Exercises to complete =>
a: In the blog post on cheap gas and chemotherapy lab results, rewrite the passage starting at "Of all the stuff" and ending at "more important categories.", putting "groups" wherever "categories" appears.
b: Extend the blog post about cheap gas and Rose's chemotherapy blood work by continuing it from where it stops.

Reading passage =>
Wednesday, December 10, 2008
Thankful for Cheap Gas--And Inaccurate Information on the Web
First off, the gasoline prices have kept going down? Is that because Blagojevich was arrested? Over the weekend, Rose prompted me to fill the tank, because 153.9 seemed like such a good price. Knowing when to buy and when to wait is a bit of a funny game, but I decided to wait. This morning I filled up at 144.9. Yoohoo! It doesn't seem that long ago that we were paying close to $4.00 per gallon. My 401(k) has lost so much value I should rename it as my 201(k), but gasoline is cheaper. For that, and for so many other things, I am thankful.
I'm also thankful that not all of the information available on the internet is accurate. I'm thinking of some specific health information having to do with chemotherapy. Rose was zapped full of poison (taxotere and cytoxsan to be specific) on November 24. Since she had contracted a little bit of a cold the week before, we were wondering if they might postpone her chemo treatment, but all of the important levels were within range, so she got the treatment. We went back in for blood work on Dec. 2, and again on Dec. 8. Her white blood cell count was low on both of those dates, making her susceptible to any infection that might come her way. We have been pretty careful about trying to shelter her from anyone who is sick. The lab reports come back with 20 different reports, most of which are unintelligible to uninformed people. So . . . what does an inquisitive sort of a person like me do? I go online to try to figure out what all this stuff means.
Of all the stuff that comes back (20 categories), some are more important than others:
WBC (White Blood Cells)
are among some of the more important categories.
The White Blood Cells are the cells that fight against infections, so a person with a low count of white cells is particularly vulnerable. On November 24, her WBC was within normal range: 5.5 out of a normal range of 4.4-11.3 K/uL. The value on Dec. 2 was 2.4 (below normal range); the value on Dec. 8 was 3.5 (still below normal range, but climbing).

Provided data =>

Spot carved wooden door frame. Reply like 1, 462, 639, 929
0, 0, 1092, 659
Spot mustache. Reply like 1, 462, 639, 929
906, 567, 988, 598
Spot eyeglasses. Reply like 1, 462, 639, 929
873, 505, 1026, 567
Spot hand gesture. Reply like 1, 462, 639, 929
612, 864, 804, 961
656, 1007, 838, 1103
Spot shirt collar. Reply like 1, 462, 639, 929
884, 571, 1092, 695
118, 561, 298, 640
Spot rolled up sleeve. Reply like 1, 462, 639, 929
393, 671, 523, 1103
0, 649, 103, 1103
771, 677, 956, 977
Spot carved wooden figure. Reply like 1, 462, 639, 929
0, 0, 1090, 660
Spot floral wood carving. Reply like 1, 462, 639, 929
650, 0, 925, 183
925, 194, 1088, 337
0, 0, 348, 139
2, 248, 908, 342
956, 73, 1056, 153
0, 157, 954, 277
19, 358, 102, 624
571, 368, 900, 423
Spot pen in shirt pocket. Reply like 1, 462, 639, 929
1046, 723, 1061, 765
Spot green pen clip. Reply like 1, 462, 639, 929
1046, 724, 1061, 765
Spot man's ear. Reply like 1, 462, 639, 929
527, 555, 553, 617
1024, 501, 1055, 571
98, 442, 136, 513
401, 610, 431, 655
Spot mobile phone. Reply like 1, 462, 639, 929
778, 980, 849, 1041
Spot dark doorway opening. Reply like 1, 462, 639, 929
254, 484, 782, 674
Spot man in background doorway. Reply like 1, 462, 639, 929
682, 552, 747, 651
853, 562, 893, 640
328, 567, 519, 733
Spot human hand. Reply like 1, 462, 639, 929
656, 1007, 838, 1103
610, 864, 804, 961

Responses to the exercise =>
a:
Of all the stuff that comes back (20 groups), some are more important than others:
WBC (White Blood Cells)
are among some of the more important groups.

b:
The Platelet Count has not been a problem. On her first day of chemo treatment, we were told that they want the platelet count to be above 100 to receive the treatment. The normal range is 160-400 K/uL. On Nov. 24 her platelet count was 321. The platelet counts on Dec. 2 and Dec. 8 were 392 and 538, respectively.
The takes us to the strange category of Absolute Grans. The real term for this category is Absolute Granulocytes. Sometimes this is reported as ANC or AGC. Granulocytes are a special category of white blood cells. The Absolute Grans is a very important report. Though the normal range is 2.00-6.90 K/uL, we were told on the day of her first chemo treatment that a person has to be above 1.5 to be infused. On Nov. 24, her level was 2.15 (within normal range). This category has been one of the lowest values on her lab reports. On Dec. 2 it was 0.284, and on Dec. 8 it had actually descended to 0.271! There are other categories where her levels had risen considerably, so when they looked at the report, their explanation was that her body is working very hard to get better.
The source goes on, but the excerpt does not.